# What to produce
In every one of the records below, change "baseball cap" to "ball cap" and leave everything else untouched. Reproduce the records with that edit, omitting the pictures.

[Region labeling records]
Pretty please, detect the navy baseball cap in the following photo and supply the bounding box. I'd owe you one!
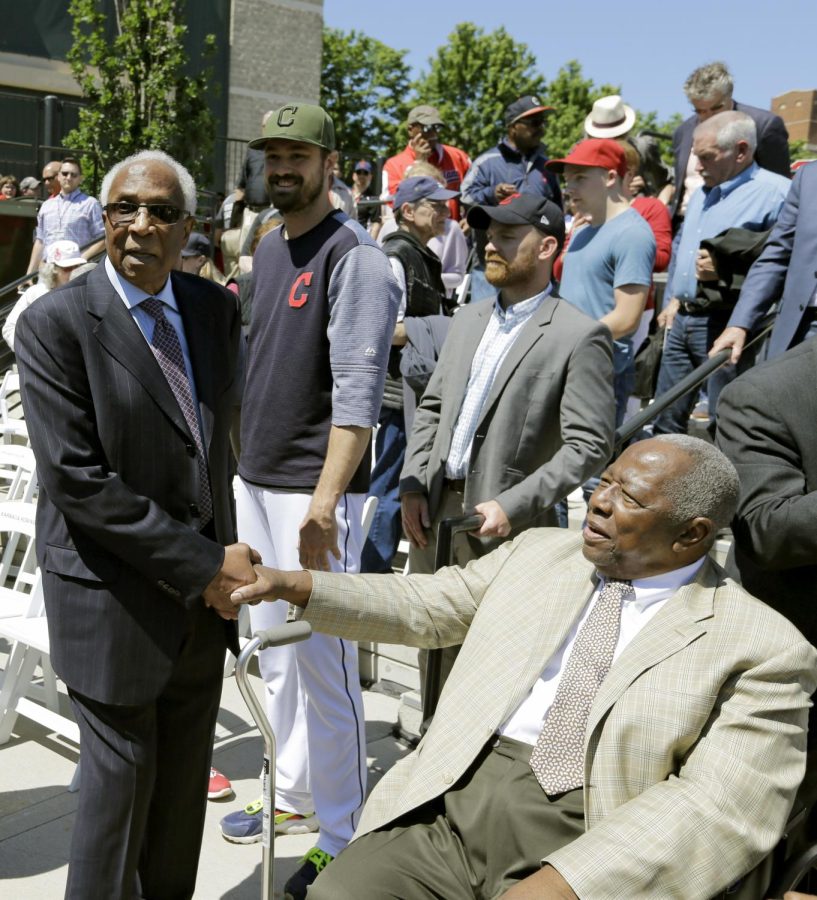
[468,194,565,247]
[392,175,460,209]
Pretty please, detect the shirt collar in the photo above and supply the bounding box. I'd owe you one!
[600,556,706,612]
[494,284,553,327]
[105,256,179,312]
[703,162,758,203]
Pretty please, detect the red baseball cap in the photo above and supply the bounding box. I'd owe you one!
[545,138,627,178]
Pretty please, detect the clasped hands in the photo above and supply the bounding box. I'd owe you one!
[202,544,261,619]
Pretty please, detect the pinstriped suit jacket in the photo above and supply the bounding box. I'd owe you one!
[15,266,240,704]
[306,529,817,900]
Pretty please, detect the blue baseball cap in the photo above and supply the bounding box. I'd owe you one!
[392,175,460,209]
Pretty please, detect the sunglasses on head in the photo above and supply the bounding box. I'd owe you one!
[105,200,185,225]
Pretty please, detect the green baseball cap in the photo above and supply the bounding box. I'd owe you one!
[250,103,335,150]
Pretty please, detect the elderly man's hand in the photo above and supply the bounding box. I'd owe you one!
[400,492,431,550]
[501,865,578,900]
[709,325,746,366]
[202,544,261,619]
[695,250,718,281]
[473,500,511,537]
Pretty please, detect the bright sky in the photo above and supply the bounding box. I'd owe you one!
[324,0,817,118]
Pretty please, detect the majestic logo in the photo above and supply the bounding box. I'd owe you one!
[278,106,298,128]
[289,272,313,309]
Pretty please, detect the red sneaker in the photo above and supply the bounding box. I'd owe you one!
[207,766,233,800]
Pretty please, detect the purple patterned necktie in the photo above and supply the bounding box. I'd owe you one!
[140,297,213,528]
[530,579,634,796]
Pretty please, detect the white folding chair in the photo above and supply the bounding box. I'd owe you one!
[0,369,28,444]
[0,443,37,502]
[0,500,39,619]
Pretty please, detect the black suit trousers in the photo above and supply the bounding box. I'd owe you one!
[65,601,226,900]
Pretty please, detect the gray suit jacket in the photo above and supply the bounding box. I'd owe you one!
[400,296,615,534]
[729,165,817,358]
[15,266,241,705]
[305,529,817,900]
[670,102,791,216]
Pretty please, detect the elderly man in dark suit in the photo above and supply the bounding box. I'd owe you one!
[15,151,257,900]
[670,62,790,220]
[710,163,817,363]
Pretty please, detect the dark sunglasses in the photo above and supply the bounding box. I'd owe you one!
[105,200,185,226]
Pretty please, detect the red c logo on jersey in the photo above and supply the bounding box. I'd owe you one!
[289,272,312,309]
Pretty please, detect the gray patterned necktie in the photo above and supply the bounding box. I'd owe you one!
[530,579,634,796]
[140,297,213,528]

# Reply to the task
Pretty please, detect the navy ball cap in the following photo and supply the bounding box. I'd owe you one!
[468,194,565,247]
[392,175,460,209]
Pretty please, detect the shirt collar in the photo above and supply the bounding box. I'd owe you one!
[600,556,706,612]
[494,284,553,327]
[105,256,179,312]
[703,162,758,203]
Pretty please, detect the red ball cap in the photo above and supply the bounding box. I'd owe you one!
[545,138,627,178]
Pretty please, detect the clasped hands in the photo above and supply the bounding box. I'd owe you one!
[202,544,261,619]
Pretty please, detect the pinstriped suit jacket in the photo above and supply the bounding box. I'd owe you one!
[15,266,240,704]
[306,529,817,900]
Pretty please, detect the blue ball cap in the photo above and supply the bounding box. I'd owe you one!
[392,175,460,209]
Pretty please, detect the sunglasses on head in the photo above and supply the bounding box. I'd owe you one!
[105,200,185,225]
Pretty please, detect the green ball cap in the photo above and supply the bounding box. I'd owe you one!
[250,103,335,150]
Pretty please, detect the elderly man's hand in the photo above and supply the bounding box. I'd owe you one!
[400,492,431,550]
[501,865,578,900]
[709,325,746,366]
[202,544,261,619]
[695,250,718,281]
[473,500,511,537]
Pretty please, detect the bright sky in the photo above and supply the bounding box. I'd owe you one!
[324,0,817,118]
Pretty please, detect the majestic logo in the photo above and supply the bounding box. I'd owe you one!
[278,106,298,128]
[289,272,313,309]
Pretty please, detect the red sneaker in the photo above and supply the bounding box. I'd owe you one!
[207,766,233,800]
Pretty please, detect the purple patterned necktie in the photo above and supply the bounding box. I'd owe you one!
[140,297,213,528]
[530,579,634,796]
Pretty please, detect the white folding chair in the photo above and supply the bounding box. I'd owe you one!
[0,369,28,444]
[0,443,37,502]
[0,500,39,619]
Pretty please, detect the black suit trousers in the photo above and supply the bounding box. I'd owe you one!
[65,601,226,900]
Pretty please, detect the gray suit jacket in the photo above and supply the bounding box. I'd owe you one!
[400,296,615,534]
[729,165,817,358]
[15,266,241,705]
[305,529,817,900]
[670,102,791,216]
Pretty please, detect the elderly man in dark suit in the photo above and supply the bounding box. I'd owe you one!
[15,151,257,900]
[670,62,790,220]
[710,163,817,363]
Pretty please, detect the dark sunglasses in the photo above and supply the bounding box. I'd owe you one!
[105,200,185,226]
Pretty please, detect the red c logo on jersey in the photo above and supply the bounding box. I'd owe you one!
[289,272,312,309]
Pretty please, detect the gray patterned necktie in the photo above and supply the bounding box. I'd owe you one!
[530,579,634,796]
[140,297,213,528]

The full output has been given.